— start of Input —

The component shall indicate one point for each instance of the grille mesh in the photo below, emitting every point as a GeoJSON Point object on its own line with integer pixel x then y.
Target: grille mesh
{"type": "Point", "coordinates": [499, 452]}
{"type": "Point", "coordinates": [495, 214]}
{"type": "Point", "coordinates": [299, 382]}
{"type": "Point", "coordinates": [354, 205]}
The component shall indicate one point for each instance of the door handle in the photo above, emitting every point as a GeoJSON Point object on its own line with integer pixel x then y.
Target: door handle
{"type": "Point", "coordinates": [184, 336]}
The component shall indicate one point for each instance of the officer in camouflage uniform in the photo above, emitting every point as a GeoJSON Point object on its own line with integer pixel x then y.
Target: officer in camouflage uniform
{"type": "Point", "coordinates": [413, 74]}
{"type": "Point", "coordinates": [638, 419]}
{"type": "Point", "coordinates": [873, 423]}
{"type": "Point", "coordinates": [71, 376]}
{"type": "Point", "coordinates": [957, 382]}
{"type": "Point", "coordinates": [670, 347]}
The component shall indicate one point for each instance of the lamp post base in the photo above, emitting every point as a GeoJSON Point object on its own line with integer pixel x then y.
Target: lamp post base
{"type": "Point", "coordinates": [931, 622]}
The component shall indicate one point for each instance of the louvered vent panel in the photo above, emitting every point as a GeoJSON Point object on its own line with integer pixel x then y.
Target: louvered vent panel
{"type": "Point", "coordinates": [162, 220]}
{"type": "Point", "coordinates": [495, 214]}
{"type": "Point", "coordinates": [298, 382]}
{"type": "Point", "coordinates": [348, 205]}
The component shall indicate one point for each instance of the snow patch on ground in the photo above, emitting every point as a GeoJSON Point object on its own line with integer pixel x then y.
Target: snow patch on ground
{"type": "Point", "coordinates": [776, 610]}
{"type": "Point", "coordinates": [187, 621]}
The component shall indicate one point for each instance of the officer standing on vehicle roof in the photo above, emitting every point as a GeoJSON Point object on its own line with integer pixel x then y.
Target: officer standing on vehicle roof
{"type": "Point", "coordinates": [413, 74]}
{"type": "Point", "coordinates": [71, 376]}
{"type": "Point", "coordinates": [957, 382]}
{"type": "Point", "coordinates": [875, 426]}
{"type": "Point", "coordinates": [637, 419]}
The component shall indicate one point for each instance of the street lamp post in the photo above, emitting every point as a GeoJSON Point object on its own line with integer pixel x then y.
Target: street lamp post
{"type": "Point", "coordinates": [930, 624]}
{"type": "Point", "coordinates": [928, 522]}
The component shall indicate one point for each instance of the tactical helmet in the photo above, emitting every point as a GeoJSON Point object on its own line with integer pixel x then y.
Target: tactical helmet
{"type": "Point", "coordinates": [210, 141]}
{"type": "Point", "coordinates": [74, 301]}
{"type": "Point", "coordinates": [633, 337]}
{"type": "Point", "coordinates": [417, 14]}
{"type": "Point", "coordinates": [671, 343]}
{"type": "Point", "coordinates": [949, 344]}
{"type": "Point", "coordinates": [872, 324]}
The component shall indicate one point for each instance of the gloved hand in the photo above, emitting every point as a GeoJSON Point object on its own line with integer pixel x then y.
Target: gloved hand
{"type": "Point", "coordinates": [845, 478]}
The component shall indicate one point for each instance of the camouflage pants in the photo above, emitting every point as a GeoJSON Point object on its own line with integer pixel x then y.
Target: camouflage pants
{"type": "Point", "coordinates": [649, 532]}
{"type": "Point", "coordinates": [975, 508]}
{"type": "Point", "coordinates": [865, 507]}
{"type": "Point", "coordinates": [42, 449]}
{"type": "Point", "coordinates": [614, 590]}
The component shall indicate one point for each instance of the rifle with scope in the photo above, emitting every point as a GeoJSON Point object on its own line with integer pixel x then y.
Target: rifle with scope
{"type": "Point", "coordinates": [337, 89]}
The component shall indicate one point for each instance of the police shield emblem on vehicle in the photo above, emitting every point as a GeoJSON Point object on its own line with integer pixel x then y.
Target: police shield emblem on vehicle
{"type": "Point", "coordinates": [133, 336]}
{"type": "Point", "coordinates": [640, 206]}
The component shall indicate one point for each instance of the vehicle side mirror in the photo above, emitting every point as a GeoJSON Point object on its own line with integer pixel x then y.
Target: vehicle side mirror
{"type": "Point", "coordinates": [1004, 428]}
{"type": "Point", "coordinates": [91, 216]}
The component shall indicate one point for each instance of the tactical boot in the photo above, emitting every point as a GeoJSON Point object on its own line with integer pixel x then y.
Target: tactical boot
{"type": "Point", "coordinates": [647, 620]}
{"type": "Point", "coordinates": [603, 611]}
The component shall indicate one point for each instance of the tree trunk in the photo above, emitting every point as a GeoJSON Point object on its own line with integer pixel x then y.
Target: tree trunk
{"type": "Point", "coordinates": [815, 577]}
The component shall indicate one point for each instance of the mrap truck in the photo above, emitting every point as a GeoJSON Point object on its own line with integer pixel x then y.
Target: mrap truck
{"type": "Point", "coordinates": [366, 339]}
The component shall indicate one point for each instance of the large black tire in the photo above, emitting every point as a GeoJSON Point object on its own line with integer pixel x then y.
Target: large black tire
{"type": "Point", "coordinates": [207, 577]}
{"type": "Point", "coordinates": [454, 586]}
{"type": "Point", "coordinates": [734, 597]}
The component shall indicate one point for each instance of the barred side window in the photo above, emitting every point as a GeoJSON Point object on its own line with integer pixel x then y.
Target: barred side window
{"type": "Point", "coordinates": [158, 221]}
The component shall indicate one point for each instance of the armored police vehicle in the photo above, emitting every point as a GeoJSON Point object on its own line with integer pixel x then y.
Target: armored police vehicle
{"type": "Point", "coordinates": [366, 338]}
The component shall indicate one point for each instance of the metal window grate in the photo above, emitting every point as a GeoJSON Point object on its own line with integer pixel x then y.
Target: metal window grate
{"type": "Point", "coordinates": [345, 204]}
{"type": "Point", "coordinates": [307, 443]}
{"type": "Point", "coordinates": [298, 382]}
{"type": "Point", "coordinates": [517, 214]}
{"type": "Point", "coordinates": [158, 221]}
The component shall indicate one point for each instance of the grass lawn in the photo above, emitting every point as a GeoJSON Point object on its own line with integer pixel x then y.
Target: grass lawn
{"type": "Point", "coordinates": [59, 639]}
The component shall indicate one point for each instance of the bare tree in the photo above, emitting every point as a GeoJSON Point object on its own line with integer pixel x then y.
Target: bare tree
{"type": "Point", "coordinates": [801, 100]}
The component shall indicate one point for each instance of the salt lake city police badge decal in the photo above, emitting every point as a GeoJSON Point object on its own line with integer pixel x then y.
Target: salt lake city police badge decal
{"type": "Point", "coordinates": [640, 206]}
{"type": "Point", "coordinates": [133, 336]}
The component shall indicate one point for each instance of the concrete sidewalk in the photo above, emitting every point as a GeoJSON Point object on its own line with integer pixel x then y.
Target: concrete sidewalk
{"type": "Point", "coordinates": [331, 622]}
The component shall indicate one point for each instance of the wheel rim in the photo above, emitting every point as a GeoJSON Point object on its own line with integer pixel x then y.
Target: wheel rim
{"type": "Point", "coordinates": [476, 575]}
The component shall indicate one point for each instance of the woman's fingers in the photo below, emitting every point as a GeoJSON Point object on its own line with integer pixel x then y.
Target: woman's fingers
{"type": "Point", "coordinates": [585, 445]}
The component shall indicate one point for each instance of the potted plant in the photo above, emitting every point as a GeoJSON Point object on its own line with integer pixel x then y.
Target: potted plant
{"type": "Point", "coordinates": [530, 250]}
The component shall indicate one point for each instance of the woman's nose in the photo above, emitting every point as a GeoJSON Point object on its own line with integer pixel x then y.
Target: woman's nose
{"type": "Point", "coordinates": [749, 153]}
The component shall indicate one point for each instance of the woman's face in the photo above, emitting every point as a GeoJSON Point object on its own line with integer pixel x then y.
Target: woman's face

— end of Input —

▶ **Your task**: Reproduce all of the records above verbatim, keeping every line and its order unchanged.

▶ **Full solution**:
The component shall indicate one point for each instance of the grille mesh in the photo below, emitting every point as a GeoJSON Point object on its own line with integer pixel x then y.
Target: grille mesh
{"type": "Point", "coordinates": [499, 452]}
{"type": "Point", "coordinates": [495, 214]}
{"type": "Point", "coordinates": [299, 382]}
{"type": "Point", "coordinates": [354, 205]}
The component shall indicate one point for each instance of the door handle in the photo above, emitting every point as a GeoJSON Point object on its own line with integer pixel x then y.
Target: door handle
{"type": "Point", "coordinates": [184, 336]}
The component shall indicate one point for each instance of the officer in camouflage uniform in the photo above, emitting every point as a GeoJSON Point object on its own line with integer pixel x then y.
Target: officer in camouflage uniform
{"type": "Point", "coordinates": [413, 74]}
{"type": "Point", "coordinates": [638, 419]}
{"type": "Point", "coordinates": [873, 423]}
{"type": "Point", "coordinates": [71, 376]}
{"type": "Point", "coordinates": [957, 382]}
{"type": "Point", "coordinates": [670, 347]}
The component shall indicate one point for each instance of the lamp post base in the photo above, emitting every point as a GeoJSON Point object on its own line with integer pixel x then y.
Target: lamp post base
{"type": "Point", "coordinates": [931, 622]}
The component shall indicate one point for each instance of the louvered vent panel in the photo above, emitting every point as a GeoJSON Point object on its own line with integer pixel x then y.
Target: louvered vent panel
{"type": "Point", "coordinates": [162, 220]}
{"type": "Point", "coordinates": [495, 214]}
{"type": "Point", "coordinates": [298, 382]}
{"type": "Point", "coordinates": [348, 205]}
The component shall indicate one point for each instance of the snow patch on ground in the photo above, emitting every point as a GeoJSON Point object on its own line with integer pixel x then y.
Target: snow patch on ground
{"type": "Point", "coordinates": [776, 610]}
{"type": "Point", "coordinates": [187, 621]}
The component shall indicate one point for each instance of the officer standing on vehicle roof in the photo above, emitting every point as a GeoJSON Point object on its own line with integer pixel x then y.
Target: officer standing on vehicle roof
{"type": "Point", "coordinates": [413, 74]}
{"type": "Point", "coordinates": [71, 376]}
{"type": "Point", "coordinates": [957, 382]}
{"type": "Point", "coordinates": [875, 426]}
{"type": "Point", "coordinates": [637, 419]}
The component shall indicate one point for each instance of the street lamp post in the photo above, emitting every point as a GeoJSON Point object on its own line with integer pixel x then y.
Target: street lamp post
{"type": "Point", "coordinates": [930, 624]}
{"type": "Point", "coordinates": [928, 522]}
The component shall indicate one point for each instance of the tactical helmet in the photo above, emitting every point as a GeoJSON Point object on its own line with integer pixel x then y.
Target: tactical helmet
{"type": "Point", "coordinates": [210, 141]}
{"type": "Point", "coordinates": [74, 301]}
{"type": "Point", "coordinates": [633, 337]}
{"type": "Point", "coordinates": [417, 14]}
{"type": "Point", "coordinates": [671, 343]}
{"type": "Point", "coordinates": [949, 344]}
{"type": "Point", "coordinates": [872, 324]}
The component shall indicate one point for each instance of the gloved hand in the photo above, emitting every point as a GeoJSON Point object on its own line with integer pixel x then y.
Target: gloved hand
{"type": "Point", "coordinates": [845, 478]}
The component shall indicate one point for each instance of the camouflage pants in the photo above, emitting every point as a GeoJSON Point object on its own line with integer pixel x then y.
Target: camouflage pants
{"type": "Point", "coordinates": [649, 532]}
{"type": "Point", "coordinates": [975, 508]}
{"type": "Point", "coordinates": [865, 507]}
{"type": "Point", "coordinates": [42, 449]}
{"type": "Point", "coordinates": [614, 590]}
The component shall indicate one point for each instance of the rifle with scope in the photo above, emitting every point as a GeoJSON Point object on its own line with integer pixel x then y.
Target: rifle with scope
{"type": "Point", "coordinates": [337, 89]}
The component shall indicate one point for each instance of the police shield emblem on vehicle in the photo above, emitting every point as a GeoJSON Point object on its own line with integer pixel x then y.
Target: police shield emblem on vehicle
{"type": "Point", "coordinates": [133, 336]}
{"type": "Point", "coordinates": [640, 206]}
The component shall indicate one point for each instance of the vehicle side mirror in the photo above, emitting every point as a GeoJSON Point object on its own line with integer pixel x then y.
Target: vehicle side mirror
{"type": "Point", "coordinates": [1004, 428]}
{"type": "Point", "coordinates": [91, 216]}
The component shall indicate one point for each instance of the tactical boot in the photo above, emitting every point as a GeoJSON Point object on its own line with integer pixel x then y.
Target: tactical boot
{"type": "Point", "coordinates": [647, 620]}
{"type": "Point", "coordinates": [603, 611]}
The component shall indicate one point for each instance of the tree trunk in the photo above, emitting every point as a GeoJSON Point object on its own line with integer pixel x then y.
Target: tree trunk
{"type": "Point", "coordinates": [815, 577]}
The component shall indicate one point for each instance of the mrap truck in the photo above, emitting every point as a GeoJSON Point object on its own line with integer pixel x then y.
Target: mrap truck
{"type": "Point", "coordinates": [366, 339]}
The component shall indicate one point for each instance of the large black tire in the photo above, emitting every point as a GeoJSON Point object on its own line with integer pixel x then y.
Target: large black tire
{"type": "Point", "coordinates": [207, 577]}
{"type": "Point", "coordinates": [454, 586]}
{"type": "Point", "coordinates": [734, 597]}
The component shall indicate one point for each instance of the barred side window in the photo above, emitting every point as a GeoJSON Point object on its own line with integer pixel x then y.
Target: barred side window
{"type": "Point", "coordinates": [158, 221]}
The component shall indicate one point for each instance of the armored police vehicle in the photo above, emitting every point as a GeoJSON Point object on its own line with integer pixel x then y.
Target: armored police vehicle
{"type": "Point", "coordinates": [366, 338]}
The component shall indicate one point for each instance of the metal window grate in the photo above, emitting every point as a GeoJSON Point object on its own line with integer pixel x then y.
Target: metal window grate
{"type": "Point", "coordinates": [345, 204]}
{"type": "Point", "coordinates": [307, 443]}
{"type": "Point", "coordinates": [298, 382]}
{"type": "Point", "coordinates": [517, 214]}
{"type": "Point", "coordinates": [158, 221]}
The component shall indicate one point for each instance of the grass lawn in the photo above, emitting every point as a GeoJSON Point object on its own line with integer pixel x then y.
Target: grass lawn
{"type": "Point", "coordinates": [59, 639]}
The component shall indicate one point for each instance of the bare tree in the photo above, emitting every point as a GeoJSON Point object on its own line with integer pixel x then y.
Target: bare tree
{"type": "Point", "coordinates": [801, 100]}
The component shall indicate one point for each instance of the salt lake city police badge decal in the photo above, emitting every point as a GeoJSON Point object on its own line with integer pixel x then y.
Target: salt lake city police badge decal
{"type": "Point", "coordinates": [640, 206]}
{"type": "Point", "coordinates": [133, 336]}
The component shall indicate one point for each instance of the concrete sidewalk in the photo above, emitting every point as a GeoJSON Point object on its own line with integer pixel x then y.
Target: concrete sidewalk
{"type": "Point", "coordinates": [331, 622]}
The component shall indicate one point for each instance of the wheel rim in the photo above, emitting every point as a GeoJSON Point object on its own line with integer pixel x then y.
Target: wheel rim
{"type": "Point", "coordinates": [476, 575]}
The component shall indicate one point for each instance of the woman's fingers in the photo below, emitting every point as a GeoJSON Point object on its own line with integer pixel x then y.
Target: woman's fingers
{"type": "Point", "coordinates": [585, 445]}
The component shall indicate one point for each instance of the potted plant in the photo above, emitting every point as a GeoJSON Point object on its own line with integer pixel x then y.
Target: potted plant
{"type": "Point", "coordinates": [530, 250]}
The component shall indicate one point for each instance of the woman's nose in the photo above, emitting every point as a GeoJSON Point object on its own line with integer pixel x then y.
Target: woman's nose
{"type": "Point", "coordinates": [749, 153]}
The component shall indicate one point for each instance of the woman's face in the photo above, emitting every point as a GeoJSON Point object on its own line with integer pixel x then y.
Target: woman's face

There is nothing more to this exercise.